Leave every image out, and print the remaining lines below exactly.

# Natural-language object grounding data
============

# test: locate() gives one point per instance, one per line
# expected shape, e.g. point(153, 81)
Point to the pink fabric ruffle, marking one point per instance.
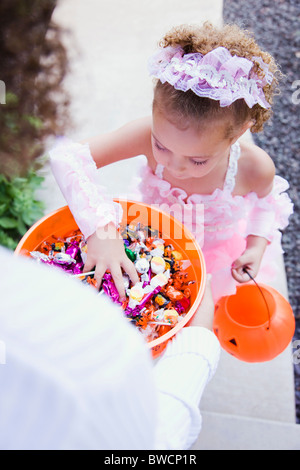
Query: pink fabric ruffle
point(224, 222)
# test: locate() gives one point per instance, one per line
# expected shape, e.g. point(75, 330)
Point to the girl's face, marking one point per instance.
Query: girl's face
point(189, 153)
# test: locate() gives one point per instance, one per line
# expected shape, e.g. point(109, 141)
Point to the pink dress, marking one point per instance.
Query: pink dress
point(221, 221)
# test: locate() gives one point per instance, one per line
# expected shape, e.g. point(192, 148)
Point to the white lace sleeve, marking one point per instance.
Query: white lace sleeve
point(76, 174)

============

# TASK OUTPUT
# test: locate() gives one point per instance, one per line
# expected shape, e.g. point(153, 81)
Point to the pink fabric ruffle, marking one point per instance.
Query: pink fabric ruffle
point(224, 222)
# test: locate() gives one point per instance, one per line
# expected shape, e.g. point(75, 330)
Point to the girl's face, marking one point per instance.
Query: girl's face
point(189, 153)
# test: locate() gives one point per instance, one per line
# expected shape, e.g. point(109, 141)
Point to the pink dress, marking one point per instance.
Query: pink dress
point(221, 221)
# test: locate() gives one point per instance, one per line
# expected shape, e.g. point(192, 148)
Point to the white lace sleeve, marking one point per instance.
Query: white lace sleeve
point(76, 174)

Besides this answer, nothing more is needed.